▸ **EXERCISE DETAILS**
Locate each line in the listing below that contains the string "front", matching case exactly, and copy those lines out in full.

─── SOURCE DATA ───

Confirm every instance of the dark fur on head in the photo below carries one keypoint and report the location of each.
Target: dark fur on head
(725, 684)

───
─── SOURCE DATA ───

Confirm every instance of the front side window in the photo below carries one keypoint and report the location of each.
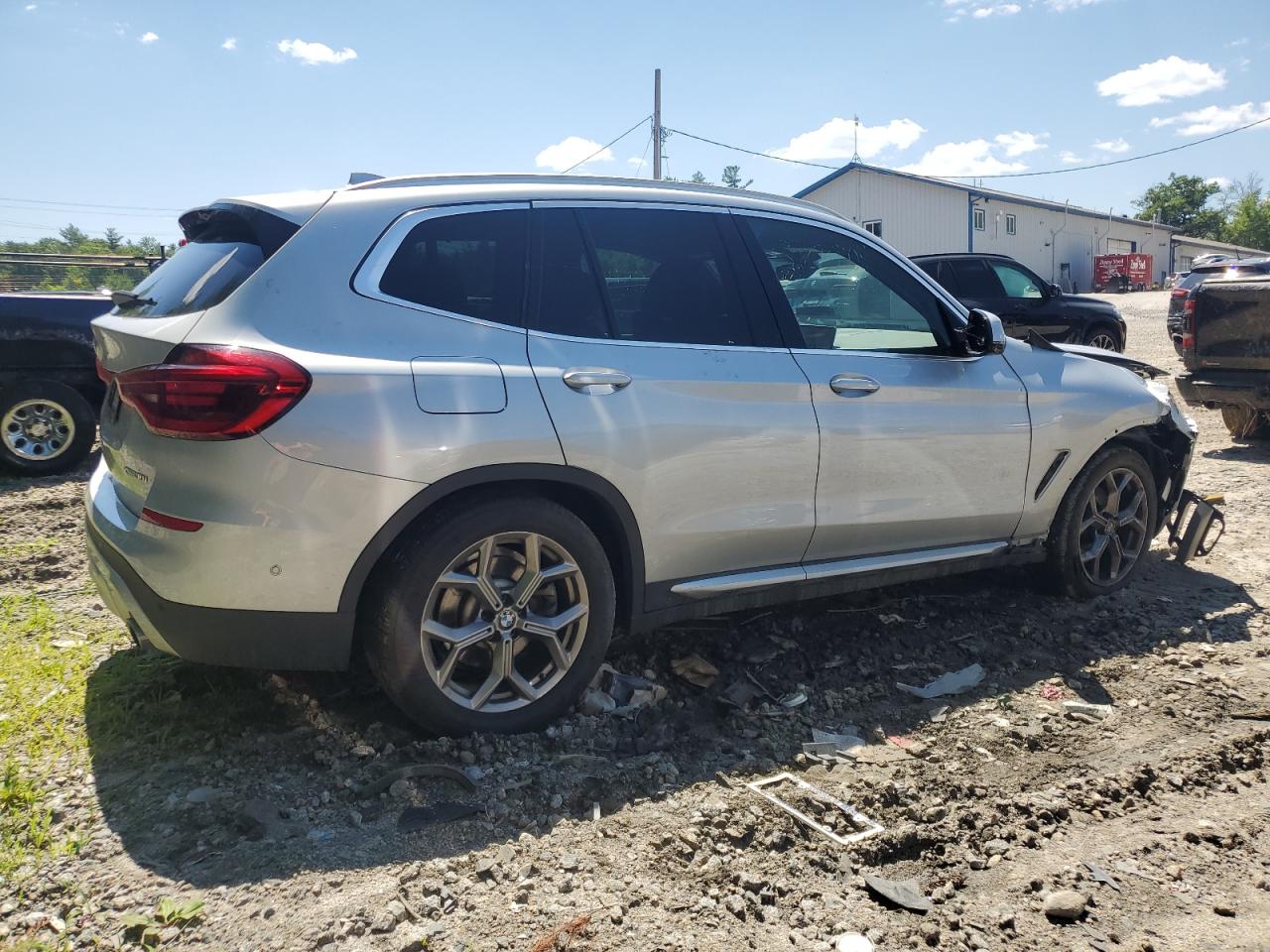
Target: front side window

───

▸ **OUTPUT BELOW**
Confirm every instance of the front side window in the photo below carries one keypoint and report the location of each.
Target: front side window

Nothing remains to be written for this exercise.